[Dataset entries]
- - - - -

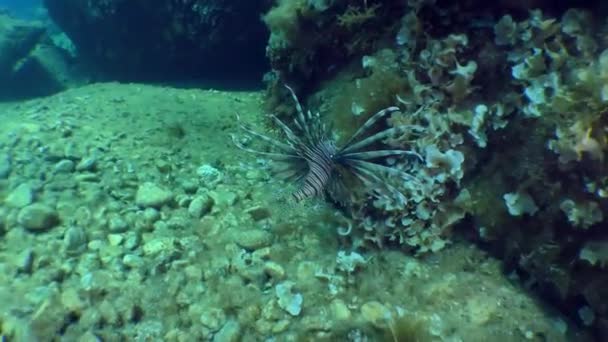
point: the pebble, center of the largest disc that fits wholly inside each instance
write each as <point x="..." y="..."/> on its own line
<point x="74" y="240"/>
<point x="5" y="165"/>
<point x="288" y="299"/>
<point x="222" y="199"/>
<point x="133" y="261"/>
<point x="64" y="166"/>
<point x="37" y="217"/>
<point x="274" y="270"/>
<point x="152" y="195"/>
<point x="117" y="225"/>
<point x="20" y="197"/>
<point x="87" y="164"/>
<point x="158" y="245"/>
<point x="375" y="313"/>
<point x="115" y="239"/>
<point x="230" y="332"/>
<point x="340" y="310"/>
<point x="258" y="213"/>
<point x="199" y="206"/>
<point x="254" y="239"/>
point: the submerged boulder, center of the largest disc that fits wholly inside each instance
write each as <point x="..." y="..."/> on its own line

- - - - -

- EXERCISE PROMPT
Rewrite the data above with every occurrence of "disc" replaced by "circle" and all other text left unchanged. Omit the pictures from your answer.

- WRITTEN RESPONSE
point: the pebble, center of the largest circle that fits wholly inside each instance
write each as <point x="..." y="..."/> on its own line
<point x="74" y="240"/>
<point x="5" y="165"/>
<point x="288" y="299"/>
<point x="222" y="199"/>
<point x="133" y="261"/>
<point x="64" y="166"/>
<point x="37" y="217"/>
<point x="274" y="270"/>
<point x="152" y="195"/>
<point x="117" y="225"/>
<point x="20" y="197"/>
<point x="87" y="164"/>
<point x="158" y="245"/>
<point x="375" y="313"/>
<point x="115" y="239"/>
<point x="230" y="332"/>
<point x="340" y="310"/>
<point x="258" y="213"/>
<point x="199" y="206"/>
<point x="254" y="239"/>
point: the submerged boulder, center of the largest circle that fits wholly inside each instance
write each as <point x="..." y="..."/> on its own line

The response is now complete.